--- BEGIN Provided records ---

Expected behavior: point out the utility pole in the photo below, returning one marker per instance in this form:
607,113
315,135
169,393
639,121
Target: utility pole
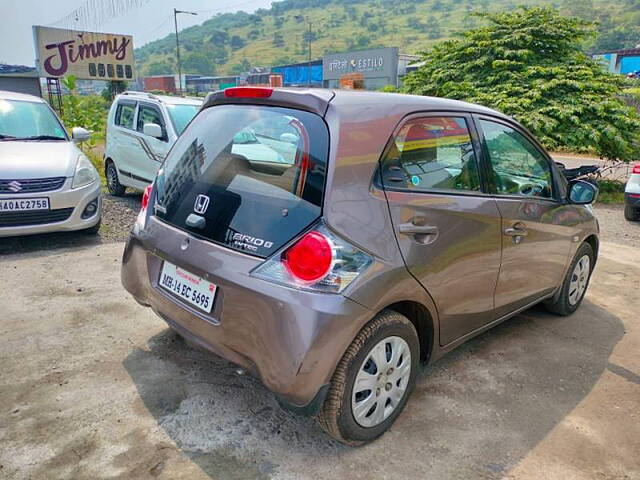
175,22
306,19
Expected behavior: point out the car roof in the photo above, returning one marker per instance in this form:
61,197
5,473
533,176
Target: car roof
167,99
6,95
379,105
409,103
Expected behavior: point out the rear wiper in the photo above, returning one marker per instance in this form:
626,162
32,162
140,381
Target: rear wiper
42,137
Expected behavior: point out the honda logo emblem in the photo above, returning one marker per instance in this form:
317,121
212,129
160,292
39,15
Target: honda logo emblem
15,186
202,203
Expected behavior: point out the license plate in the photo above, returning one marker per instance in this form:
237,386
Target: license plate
23,204
189,287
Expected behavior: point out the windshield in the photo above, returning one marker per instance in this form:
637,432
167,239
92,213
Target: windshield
247,177
181,115
20,120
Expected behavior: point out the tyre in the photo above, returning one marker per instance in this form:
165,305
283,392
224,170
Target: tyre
113,183
631,213
93,230
575,282
372,381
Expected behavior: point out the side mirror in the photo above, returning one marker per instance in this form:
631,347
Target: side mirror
582,193
152,130
79,134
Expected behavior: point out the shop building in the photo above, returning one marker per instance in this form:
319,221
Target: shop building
370,69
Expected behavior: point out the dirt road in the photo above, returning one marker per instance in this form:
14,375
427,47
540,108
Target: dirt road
95,386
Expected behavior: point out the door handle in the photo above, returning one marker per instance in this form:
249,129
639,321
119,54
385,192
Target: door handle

--- END Provided records ---

§ Written task:
Add 49 to each coordinate in the answers, starting with the line that contains "Expected behavior: point out the license" and going on through the end of the records. Rewrite every line in that stretch in full, and leave all other numbers unchanged.

§ Task result:
Expected behavior: point out the license plate in the photo above, returning one marker per instance in this form:
237,386
Target: license plate
72,253
238,336
Expected behavior: point out the windshield in the photo above, returning one marker per instance in this form:
637,432
167,239
92,213
Target: windshield
296,226
230,164
69,169
Expected behavior: point out the tyre in the photo above, returning one marker per instance in this form:
165,305
283,392
224,170
Target: tyre
162,232
680,262
142,279
624,331
421,430
Expected behavior: point out the side mirror in the photo above, returning one marker per instance in this form:
631,347
Target: side mirror
631,242
201,179
128,183
Expected behavior: point out the shop building in the photo above, returning one marker per instance in this form:
319,221
Target: shop building
419,118
Expected behavior: point out the dirt road in the photo above, returning one marker per instance in this form:
14,375
427,47
540,108
Target: dirt road
144,435
Expected behavior: point out the door handle in the photo above, returning one marker per instance in this form:
249,129
639,321
119,54
385,192
Target: door handle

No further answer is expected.